> PROBLEM REQUIREMENTS: Arrange all the lines of the rows below as a single numbered list, omitting blank lines. Leave the pictures out of the list.

> TASK INPUTS:
---------------

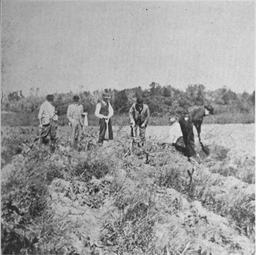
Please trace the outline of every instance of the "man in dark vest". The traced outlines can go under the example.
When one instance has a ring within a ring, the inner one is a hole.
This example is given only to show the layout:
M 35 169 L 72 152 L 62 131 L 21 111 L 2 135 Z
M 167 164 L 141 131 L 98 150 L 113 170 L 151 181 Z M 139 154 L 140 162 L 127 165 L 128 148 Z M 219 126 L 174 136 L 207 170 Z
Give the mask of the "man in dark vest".
M 196 155 L 195 150 L 193 125 L 195 127 L 198 137 L 200 137 L 203 117 L 213 114 L 213 108 L 209 105 L 195 105 L 188 108 L 186 112 L 182 114 L 180 118 L 179 123 L 183 135 L 184 143 L 186 145 L 186 156 L 188 157 L 195 157 Z
M 99 118 L 99 135 L 98 143 L 102 145 L 107 130 L 107 125 L 108 127 L 108 138 L 113 139 L 113 133 L 112 130 L 111 118 L 113 116 L 113 108 L 109 103 L 110 96 L 108 93 L 103 93 L 102 100 L 96 105 L 95 115 Z
M 129 117 L 132 128 L 131 135 L 137 136 L 137 129 L 140 129 L 140 142 L 138 143 L 139 147 L 143 146 L 145 139 L 146 128 L 149 120 L 149 110 L 148 107 L 143 104 L 143 100 L 138 98 L 136 103 L 134 104 L 129 111 Z M 132 133 L 133 131 L 134 132 Z

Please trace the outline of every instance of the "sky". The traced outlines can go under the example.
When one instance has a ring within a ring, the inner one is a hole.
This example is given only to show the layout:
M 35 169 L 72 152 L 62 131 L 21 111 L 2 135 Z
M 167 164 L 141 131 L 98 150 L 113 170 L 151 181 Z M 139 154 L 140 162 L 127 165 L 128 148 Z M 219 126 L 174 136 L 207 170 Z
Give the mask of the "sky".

---------------

> RESULT OF THIS EXERCISE:
1. Please trace the outline of every instance of the "man in dark vest". The traced outlines can go under the example.
2. When one instance has a ring within a ring, the inner one is a hole.
3. This example is given only to show the layout:
4. M 35 169 L 72 152 L 62 131 L 21 111 L 2 135 Z
5. M 167 164 L 141 131 L 98 150 L 113 170 L 151 181 Z M 139 154 L 140 162 L 127 165 L 128 148 Z M 219 126 L 174 136 L 207 170 Z
6. Give the mask of the "man in dark vest".
7. M 196 155 L 195 150 L 193 125 L 195 127 L 198 137 L 200 137 L 203 117 L 213 114 L 213 108 L 209 105 L 195 105 L 188 108 L 186 112 L 182 114 L 180 118 L 179 123 L 183 135 L 184 143 L 186 145 L 186 156 L 188 157 L 195 157 Z
8. M 99 118 L 99 135 L 98 143 L 102 145 L 107 130 L 107 125 L 108 127 L 108 138 L 113 139 L 113 133 L 112 130 L 111 118 L 113 116 L 113 108 L 109 103 L 110 96 L 108 93 L 103 93 L 102 100 L 96 105 L 95 115 Z
9. M 129 117 L 132 128 L 131 135 L 137 136 L 137 129 L 140 129 L 140 142 L 138 143 L 139 147 L 143 146 L 145 139 L 146 128 L 149 120 L 149 110 L 148 107 L 143 104 L 143 100 L 138 98 L 136 103 L 134 104 L 129 111 Z M 132 133 L 133 131 L 134 132 Z
10. Please trace the outline of every instance of the "sky". The traced outlines can go under the example.
11. When one instance has a ring within a ring, the inner one is a hole.
12. This example is given only to show the layout:
13. M 35 169 L 72 152 L 62 131 L 21 111 L 2 135 Z
14. M 167 164 L 141 131 L 98 150 L 113 170 L 151 181 Z M 139 154 L 140 162 L 127 165 L 128 148 Z M 219 126 L 174 136 L 207 170 Z
15. Give the mask of the "sky".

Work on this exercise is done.